> [抽出テキスト]:
○ ○ ○

ArayZオリジナル特集

タイの財産に日本の相続税が課税される「国際相続」とは

この記事はPDFでダウンロードできます

ダウンロードができない場合は、お手数ですが matsuoka@mediator.co.th までご連絡ください。

※入力いただいたメールアドレス宛に、次回配信分から定期ニュースレターを自動でお送りしております(解除可能)

国際相続における相続税

(1)タイに住んでいるにも関わらず、日本の相続税を課される納税義務者
①所得税法上の納税義務者
所得税法上は、日本国籍を有する個人でも、日本に住所が無いか、または1年以上継続してタイに居所(住んでいるところ)がある人は「日本の非居住者」となり、それ以外の「日本の居住者」が所得税の納税義務者となります。この判定においては「住所」=「生活の本拠地」が重要な要素となり、所得税法・相続税法上いずれも「日本国籍を有し、日本国内に生計を一にする親族がおり、また日本国内において職業、資産の有無等に照らして、その人が日本国内において継続して1年以上居住するものと推測するに足る事実があるとき」は、その人は日本国内に住所があるとみなしています。

○ ○ ○

> [要件]: 国際相続の相続税を扱う本文を、最後の文の後から書き継いでもらえますか?

○ ○ ○

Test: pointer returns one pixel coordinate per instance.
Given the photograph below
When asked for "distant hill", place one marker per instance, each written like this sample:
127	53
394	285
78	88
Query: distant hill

○ ○ ○

> [出力結果]:
②相続税法上の納税義務者
日本国籍を持っている相続人および被相続人がともに5年超継続して海外に住んでいると、相続人は「制限納税義務者」となりタイの財産に課税されません。上記の条件を満たさない場合、相続人は「居住無制限納税義務者」、または「非居住無制限納税義務者」に区分され、タイと日本の全ての財産が日本の相続税の課税対象となります。

(2)日本の相続税を課される財産の判定
「居住無制限納税義務者」および「非居住無制限納税義務者」は、日本・タイの財産両方に課税されるため財産の所在を判定する必要がありません。しかし、「制限納税義務者」は日本の財産のみに課税されるため、財産の所在地の判定を行う必要があります。
①生命保険
被保険者の死亡に伴い相続人が死亡保険金を受け取る場合は、相続または遺贈により相続人が取得した財産とみなされ、相続税の課税対象に含まれます。タイの生命保険会社との契約にもとづく保険金の場合、その保険契約に係る事務を行う営業所などが日本国内に所在するときは、死亡保険金は国内財産として扱われます。一方、当該契約に係る事務を取り扱う営業所などが日本国内にないときは、死亡保険金はタイの財産として扱われます。
したがって、被相続人がタイの保険会社と締結した生命保険契約に係る保険金は、そのタイの保険会社の保険契約に係る事務を取扱う営業所などが日本国内にない場合、その保険金はタイの財産に分類されます。

②退職金
被相続人の死亡により、相続人などが被相続人に代わって支給されるはずだった退職金を受け取ったときは、相続税法上の相続財産とみなされますが、相続税法上のみなし退職金の国内・国外判定は、その退職金を支払った会社の本店所在地で判断します。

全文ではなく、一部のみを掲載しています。